Extract to read:
* * *

ARGUE is the abbreviation of Anomaly detection by Recombining Gated Unsupervised Experts. This is a model for detecting anomalous data samples based on a combination of neural networks working together based on an approach called Mixture of Experts. The model itself is based on the 2020 paper by Schulze and Sperl: https://arxiv.org/abs/2008.13763. Their original code implementing the model can be found at: https://github.com/Fraunhofer-AISEC/ARGUE. The code in this repository is not affiliated with the authors of the original paper - this is my own attempt at implementing their proposed model.
ARGUE is based on the idea of analysing the hidden activation patterns of several autoencoder networks, which are specialised on different disjoint parts of the data.
The model is only trained on normal/healthy/nominal data points. Thus, the activation pattern distributions are learned for healthy data only. When new data is to be predicted, the model analyses the activation patterns resulting from these. If the new data is significantly different from the raining data, it will result in different activation patterns. The idea of using the activation patterns is to allow for the detection of more subtle anomaly information. The traditional way of detecting anomalies by autoencoders is to the reconstruction error of a given data point. The motivating hypothesis behind ARGUE is that subtle anomaly patterns may be visible in the patterns of the hidden activation values of both the encoder and decoder networks. This information may not be visible in the raw reconstruction errors as information is lost during encoding and subsequent decoding.
This is the case since reconstruction error can be seen as an aggregation of the differences between the training data and new data distributions. As such, it does not convey nuanced information about the nature of the data point itself, only a binary outcome as to whether the predicted observation deviates from the training data or not. If an observation deviations for a reason - because it is an anomaly - this deviation may be subtle enough, that it might well drown out in the inherent noise of real-world data and as a consequence be overlooked.
TO DO
- make AUC evaluation
- ✔️ implemented - in fact, any metric can be given to the models now
Nice to have
- a clustering method could be standard partitioning method, if no class vector is given
- ✔️ implemented
- make data handling more clean (maybe make a class for handling this)

* * *

Dataset extract:
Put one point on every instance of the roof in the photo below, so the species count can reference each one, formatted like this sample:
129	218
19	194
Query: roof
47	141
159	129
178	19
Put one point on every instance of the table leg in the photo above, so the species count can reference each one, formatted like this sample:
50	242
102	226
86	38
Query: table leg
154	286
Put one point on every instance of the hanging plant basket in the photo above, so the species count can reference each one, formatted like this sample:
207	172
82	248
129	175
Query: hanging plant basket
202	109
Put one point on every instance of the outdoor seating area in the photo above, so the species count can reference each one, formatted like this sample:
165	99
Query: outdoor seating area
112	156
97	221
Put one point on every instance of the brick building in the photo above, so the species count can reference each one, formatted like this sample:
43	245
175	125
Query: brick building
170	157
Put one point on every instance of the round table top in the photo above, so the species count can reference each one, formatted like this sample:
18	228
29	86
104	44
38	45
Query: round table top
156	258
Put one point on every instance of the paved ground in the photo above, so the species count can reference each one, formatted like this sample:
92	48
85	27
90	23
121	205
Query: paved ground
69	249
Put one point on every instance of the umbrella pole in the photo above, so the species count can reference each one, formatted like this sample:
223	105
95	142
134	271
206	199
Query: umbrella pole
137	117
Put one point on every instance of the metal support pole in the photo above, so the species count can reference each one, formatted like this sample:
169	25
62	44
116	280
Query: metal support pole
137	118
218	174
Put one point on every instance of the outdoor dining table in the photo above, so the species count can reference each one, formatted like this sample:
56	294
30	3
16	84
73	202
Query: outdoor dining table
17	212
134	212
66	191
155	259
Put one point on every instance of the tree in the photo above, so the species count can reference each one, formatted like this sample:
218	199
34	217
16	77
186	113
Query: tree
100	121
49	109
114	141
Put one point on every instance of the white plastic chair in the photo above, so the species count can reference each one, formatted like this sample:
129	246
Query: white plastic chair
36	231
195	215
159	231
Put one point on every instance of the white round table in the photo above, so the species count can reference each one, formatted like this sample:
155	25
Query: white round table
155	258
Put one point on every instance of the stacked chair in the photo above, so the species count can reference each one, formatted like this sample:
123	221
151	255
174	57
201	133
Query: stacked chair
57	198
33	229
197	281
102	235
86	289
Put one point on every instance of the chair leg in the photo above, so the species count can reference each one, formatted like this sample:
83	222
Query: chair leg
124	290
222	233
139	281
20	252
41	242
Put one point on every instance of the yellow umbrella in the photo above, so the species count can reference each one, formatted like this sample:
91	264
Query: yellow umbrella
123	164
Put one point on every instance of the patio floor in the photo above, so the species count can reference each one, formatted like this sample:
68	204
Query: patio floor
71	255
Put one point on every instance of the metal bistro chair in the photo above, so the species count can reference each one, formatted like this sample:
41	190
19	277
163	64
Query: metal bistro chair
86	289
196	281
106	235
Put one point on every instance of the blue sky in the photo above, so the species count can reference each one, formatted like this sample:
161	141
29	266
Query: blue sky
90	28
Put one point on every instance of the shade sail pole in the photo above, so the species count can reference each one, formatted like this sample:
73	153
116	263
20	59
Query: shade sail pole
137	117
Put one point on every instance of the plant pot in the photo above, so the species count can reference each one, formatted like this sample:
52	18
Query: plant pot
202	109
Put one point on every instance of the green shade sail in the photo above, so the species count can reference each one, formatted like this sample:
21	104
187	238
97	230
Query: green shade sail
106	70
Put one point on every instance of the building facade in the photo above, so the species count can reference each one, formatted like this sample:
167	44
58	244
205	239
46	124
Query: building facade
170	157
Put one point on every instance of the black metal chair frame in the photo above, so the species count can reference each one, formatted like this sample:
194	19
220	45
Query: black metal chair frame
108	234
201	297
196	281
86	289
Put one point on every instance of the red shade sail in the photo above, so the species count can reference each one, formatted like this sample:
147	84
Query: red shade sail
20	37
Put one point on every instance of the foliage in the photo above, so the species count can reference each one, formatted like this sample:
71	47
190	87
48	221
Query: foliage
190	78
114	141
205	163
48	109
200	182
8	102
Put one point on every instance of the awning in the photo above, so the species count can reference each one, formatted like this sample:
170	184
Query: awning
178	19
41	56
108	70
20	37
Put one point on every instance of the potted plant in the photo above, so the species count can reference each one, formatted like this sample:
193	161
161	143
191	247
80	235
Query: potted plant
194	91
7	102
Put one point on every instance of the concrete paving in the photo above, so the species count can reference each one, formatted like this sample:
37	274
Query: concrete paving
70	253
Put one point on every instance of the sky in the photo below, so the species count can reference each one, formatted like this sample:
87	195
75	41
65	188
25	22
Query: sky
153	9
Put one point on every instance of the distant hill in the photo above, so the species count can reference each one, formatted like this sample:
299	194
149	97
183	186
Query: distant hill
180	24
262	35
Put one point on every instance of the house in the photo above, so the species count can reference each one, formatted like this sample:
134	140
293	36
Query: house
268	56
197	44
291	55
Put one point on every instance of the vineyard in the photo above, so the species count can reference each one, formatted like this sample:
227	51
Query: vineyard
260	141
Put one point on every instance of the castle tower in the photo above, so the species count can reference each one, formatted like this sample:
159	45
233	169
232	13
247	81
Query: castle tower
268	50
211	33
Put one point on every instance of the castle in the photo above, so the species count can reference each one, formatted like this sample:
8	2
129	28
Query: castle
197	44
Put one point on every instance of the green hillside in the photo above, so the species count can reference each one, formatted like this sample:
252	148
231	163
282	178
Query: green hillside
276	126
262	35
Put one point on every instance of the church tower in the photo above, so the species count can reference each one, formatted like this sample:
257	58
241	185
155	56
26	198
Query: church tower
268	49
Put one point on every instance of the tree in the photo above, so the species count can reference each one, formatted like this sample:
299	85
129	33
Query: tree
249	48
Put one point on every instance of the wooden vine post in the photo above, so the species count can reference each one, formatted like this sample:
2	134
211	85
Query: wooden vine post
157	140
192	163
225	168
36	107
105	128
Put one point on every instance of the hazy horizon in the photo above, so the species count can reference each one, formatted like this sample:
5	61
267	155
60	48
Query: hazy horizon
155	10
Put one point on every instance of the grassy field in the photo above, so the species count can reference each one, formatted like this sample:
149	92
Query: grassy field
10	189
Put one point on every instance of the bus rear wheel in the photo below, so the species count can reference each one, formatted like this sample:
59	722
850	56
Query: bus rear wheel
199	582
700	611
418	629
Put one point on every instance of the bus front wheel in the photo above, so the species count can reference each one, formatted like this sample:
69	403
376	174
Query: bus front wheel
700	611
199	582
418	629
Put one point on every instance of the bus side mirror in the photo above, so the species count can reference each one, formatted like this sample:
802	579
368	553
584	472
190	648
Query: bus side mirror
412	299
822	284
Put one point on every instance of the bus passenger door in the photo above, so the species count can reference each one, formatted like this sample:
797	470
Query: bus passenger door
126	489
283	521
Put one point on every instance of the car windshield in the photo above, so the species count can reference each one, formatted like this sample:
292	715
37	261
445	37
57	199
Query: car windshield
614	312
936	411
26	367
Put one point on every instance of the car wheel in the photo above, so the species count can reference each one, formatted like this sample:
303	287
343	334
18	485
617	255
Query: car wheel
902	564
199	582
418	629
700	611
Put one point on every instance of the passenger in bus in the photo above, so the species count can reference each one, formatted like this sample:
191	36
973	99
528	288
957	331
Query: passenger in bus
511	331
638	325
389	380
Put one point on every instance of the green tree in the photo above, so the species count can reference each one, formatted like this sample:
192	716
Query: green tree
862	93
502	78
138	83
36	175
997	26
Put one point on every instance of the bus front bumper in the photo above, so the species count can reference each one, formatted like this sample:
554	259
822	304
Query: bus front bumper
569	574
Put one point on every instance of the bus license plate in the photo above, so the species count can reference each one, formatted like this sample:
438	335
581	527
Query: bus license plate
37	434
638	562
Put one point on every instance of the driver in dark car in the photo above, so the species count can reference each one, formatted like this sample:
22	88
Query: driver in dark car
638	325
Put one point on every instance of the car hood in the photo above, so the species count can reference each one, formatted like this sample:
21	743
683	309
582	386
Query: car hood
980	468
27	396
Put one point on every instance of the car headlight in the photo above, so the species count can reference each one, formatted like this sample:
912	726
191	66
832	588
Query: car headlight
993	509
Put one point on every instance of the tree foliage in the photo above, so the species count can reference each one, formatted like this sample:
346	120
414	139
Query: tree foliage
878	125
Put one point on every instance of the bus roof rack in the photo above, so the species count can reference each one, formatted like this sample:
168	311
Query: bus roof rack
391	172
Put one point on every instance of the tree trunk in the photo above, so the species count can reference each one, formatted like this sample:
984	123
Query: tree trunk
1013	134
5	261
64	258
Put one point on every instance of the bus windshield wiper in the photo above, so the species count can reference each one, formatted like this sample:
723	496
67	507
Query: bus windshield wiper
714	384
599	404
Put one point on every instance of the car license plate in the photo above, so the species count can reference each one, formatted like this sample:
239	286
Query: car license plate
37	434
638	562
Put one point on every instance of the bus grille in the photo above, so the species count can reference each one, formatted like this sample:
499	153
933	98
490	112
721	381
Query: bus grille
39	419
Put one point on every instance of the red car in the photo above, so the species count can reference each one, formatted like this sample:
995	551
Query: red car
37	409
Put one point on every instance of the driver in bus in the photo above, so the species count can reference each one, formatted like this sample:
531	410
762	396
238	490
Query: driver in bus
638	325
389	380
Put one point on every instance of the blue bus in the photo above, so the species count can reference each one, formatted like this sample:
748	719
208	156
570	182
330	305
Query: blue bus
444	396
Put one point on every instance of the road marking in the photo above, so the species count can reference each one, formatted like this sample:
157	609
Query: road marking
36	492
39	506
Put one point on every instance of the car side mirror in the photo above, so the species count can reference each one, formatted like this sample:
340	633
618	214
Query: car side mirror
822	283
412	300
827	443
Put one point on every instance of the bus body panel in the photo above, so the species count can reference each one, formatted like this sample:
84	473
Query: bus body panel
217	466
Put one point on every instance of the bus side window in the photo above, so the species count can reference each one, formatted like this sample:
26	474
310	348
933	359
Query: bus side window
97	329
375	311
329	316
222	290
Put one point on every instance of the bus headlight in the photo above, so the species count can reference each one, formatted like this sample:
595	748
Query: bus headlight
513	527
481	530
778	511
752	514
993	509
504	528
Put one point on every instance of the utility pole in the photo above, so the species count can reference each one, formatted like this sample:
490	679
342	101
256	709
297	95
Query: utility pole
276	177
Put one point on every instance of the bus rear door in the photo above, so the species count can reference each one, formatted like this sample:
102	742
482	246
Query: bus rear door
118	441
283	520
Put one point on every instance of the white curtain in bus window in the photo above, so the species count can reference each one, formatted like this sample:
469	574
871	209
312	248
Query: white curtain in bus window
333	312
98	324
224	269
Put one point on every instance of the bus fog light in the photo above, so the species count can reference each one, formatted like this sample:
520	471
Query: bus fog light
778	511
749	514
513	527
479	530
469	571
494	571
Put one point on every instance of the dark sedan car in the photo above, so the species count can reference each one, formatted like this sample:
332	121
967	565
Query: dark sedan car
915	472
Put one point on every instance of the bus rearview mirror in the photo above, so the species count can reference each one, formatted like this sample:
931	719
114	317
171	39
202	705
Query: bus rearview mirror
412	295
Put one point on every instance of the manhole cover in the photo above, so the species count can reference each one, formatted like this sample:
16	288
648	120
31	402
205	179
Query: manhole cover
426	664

* * *

What you will do:
#1 In the ARGUE description, what is ARGUE an abbreviation of?
#2 Set down the stretch of the ARGUE description from "ARGUE is the" through "of the data.".

Completed exercise:
#1 Anomaly detection by Recombining Gated Unsupervised Experts.

#2
ARGUE is the abbreviation of Anomaly detection by Recombining Gated Unsupervised Experts. This is a model for detecting anomalous data samples based on a combination of neural networks working together based on an approach called Mixture of Experts. The model itself is based on the 2020 paper by Schulze and Sperl: https://arxiv.org/abs/2008.13763. Their original code implementing the model can be found at: https://github.com/Fraunhofer-AISEC/ARGUE. The code in this repository is not affiliated with the authors of the original paper - this is my own attempt at implementing their proposed model.
ARGUE is based on the idea of analysing the hidden activation patterns of several autoencoder networks, which are specialised on different disjoint parts of the data.